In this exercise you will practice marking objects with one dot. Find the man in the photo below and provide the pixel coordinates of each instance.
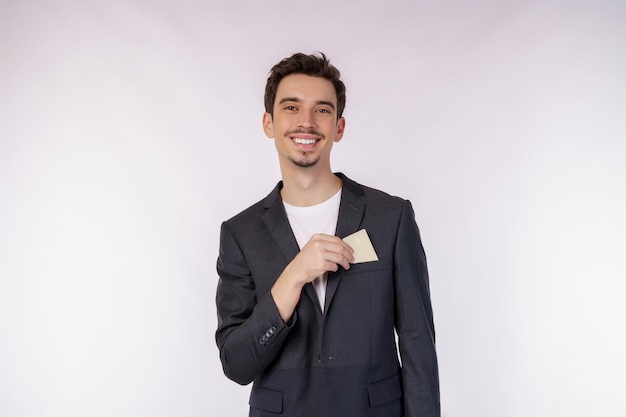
(298, 313)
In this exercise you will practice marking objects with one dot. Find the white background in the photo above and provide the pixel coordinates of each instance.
(130, 129)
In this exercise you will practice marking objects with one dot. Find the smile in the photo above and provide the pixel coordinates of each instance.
(303, 141)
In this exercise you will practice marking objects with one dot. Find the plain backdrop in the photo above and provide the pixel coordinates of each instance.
(129, 130)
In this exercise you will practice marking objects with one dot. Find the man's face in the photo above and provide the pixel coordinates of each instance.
(305, 123)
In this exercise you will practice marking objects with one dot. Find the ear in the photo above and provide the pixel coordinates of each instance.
(268, 125)
(341, 126)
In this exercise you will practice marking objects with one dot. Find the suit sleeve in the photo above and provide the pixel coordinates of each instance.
(250, 331)
(414, 321)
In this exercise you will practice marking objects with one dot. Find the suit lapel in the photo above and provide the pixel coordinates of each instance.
(351, 211)
(276, 220)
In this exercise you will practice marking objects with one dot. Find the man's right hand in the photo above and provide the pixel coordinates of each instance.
(322, 253)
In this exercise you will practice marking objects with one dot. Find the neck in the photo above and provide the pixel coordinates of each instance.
(305, 187)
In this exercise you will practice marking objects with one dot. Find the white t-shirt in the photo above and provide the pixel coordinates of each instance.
(307, 221)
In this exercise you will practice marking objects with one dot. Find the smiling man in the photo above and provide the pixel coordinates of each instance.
(318, 278)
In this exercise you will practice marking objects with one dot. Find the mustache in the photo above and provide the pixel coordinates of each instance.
(310, 131)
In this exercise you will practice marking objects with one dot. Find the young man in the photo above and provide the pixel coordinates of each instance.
(307, 316)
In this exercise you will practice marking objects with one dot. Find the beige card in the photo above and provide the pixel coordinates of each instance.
(363, 249)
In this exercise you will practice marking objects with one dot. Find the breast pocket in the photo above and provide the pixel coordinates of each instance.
(365, 267)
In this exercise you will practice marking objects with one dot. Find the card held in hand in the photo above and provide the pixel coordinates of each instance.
(363, 249)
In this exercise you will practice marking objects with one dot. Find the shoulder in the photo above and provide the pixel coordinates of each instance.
(255, 212)
(371, 195)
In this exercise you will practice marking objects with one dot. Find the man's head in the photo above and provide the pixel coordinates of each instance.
(312, 65)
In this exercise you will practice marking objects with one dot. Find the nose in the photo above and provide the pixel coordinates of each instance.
(306, 119)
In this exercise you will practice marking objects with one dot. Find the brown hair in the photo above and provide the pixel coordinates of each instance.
(299, 63)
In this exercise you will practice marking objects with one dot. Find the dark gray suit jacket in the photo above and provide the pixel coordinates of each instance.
(342, 362)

BRIEF — Put the records above into a two-column CSV with the headers instruction and points, one row per record and each field in double quotes, replacing any line breaks with spaces. Leave the pictures out.

OUTPUT OF THE TASK —
instruction,points
"In this exercise you will practice marking objects with one dot. Find the man in the photo below and provide the pixel coordinates of each instance.","(298, 313)"
"In this exercise you will practice marking objects with one dot. Find the white background in the photo above and provide the pixel coordinates of each instance.","(130, 129)"
"In this exercise you will practice marking objects with one dot. Find the smile in the photo above and provide the pixel coordinates of each instance.","(303, 141)"
"In this exercise you will practice marking objects with one dot. Find the plain backdrop in the photo above and provide the pixel coordinates of each instance.","(129, 130)"
"In this exercise you will practice marking objects with one dot. Find the man's face in the photo above and provide the pixel coordinates of each instance.","(305, 123)"
"In this exercise you will practice marking objects with one dot. Find the ear in the photo above and provide the pixel coordinates of each instance.","(268, 125) (341, 126)"
"In this exercise you will practice marking objects with one dot. Find the suit sleeve in the photo above and provide the pixel coordinates of each instance.","(250, 331) (414, 321)"
"In this exercise you will practice marking objects with one dot. Find the suit lapel in the photo above and provide the pixel coordinates of each instance.","(351, 211) (276, 220)"
"In this exercise you will practice marking objects with one dot. Find the man's right hand in the photo above and provide the pixel coordinates of each instance.","(322, 253)"
"In this exercise you will practice marking objects with one dot. Find the neck in the photo above and provide the pixel coordinates of each instance.","(305, 187)"
"In this exercise you will practice marking objects with one dot. Find the white t-shirt in the photo above and provide the pixel coordinates of each instance.","(307, 221)"
"In this exercise you will practice marking objects with one dot. Find the smiling man in the photo above and provide the pixel coordinates of each instance.","(318, 278)"
"In this exercise you will practice marking objects with one dot. Find the mustache in the photo above and provide the pixel coordinates of each instance.","(310, 131)"
"In this exercise you will practice marking objects with one dot. Find the young man in the photo above and provide the pixel coordinates of each instance.","(307, 316)"
"In this exercise you will practice marking objects with one dot. Find the beige card in the photo above and provide the pixel coordinates of each instance.","(363, 249)"
"In this exercise you will practice marking objects with one dot. Find the breast pocket in the photo above and provide the pixel coordinates of each instance.","(365, 267)"
"In this exercise you will practice marking objects with one dot. Find the card held in hand in the photo above and provide the pixel coordinates of each instance.","(363, 249)"
"In this exercise you will practice marking objects with one dot. Find the shoulder in the photo above and provide the pixel coordinates of each instance.","(255, 212) (371, 195)"
"In this exercise you will practice marking objects with one dot. Find the man's head in the photo above and provide the pixel coordinates of each instance.","(312, 65)"
"In this exercise you will practice marking objects with one dot. Find the nose in the photo above and provide the pixel coordinates of each instance.","(306, 119)"
"In this exercise you will practice marking objects with one dot. Find the brown hair in the photo above and provide the pixel coordinates of each instance.","(299, 63)"
"In this exercise you will practice marking objects with one dot. Find the dark gray suit jacket in the photo above and provide the pixel coordinates of each instance.","(342, 362)"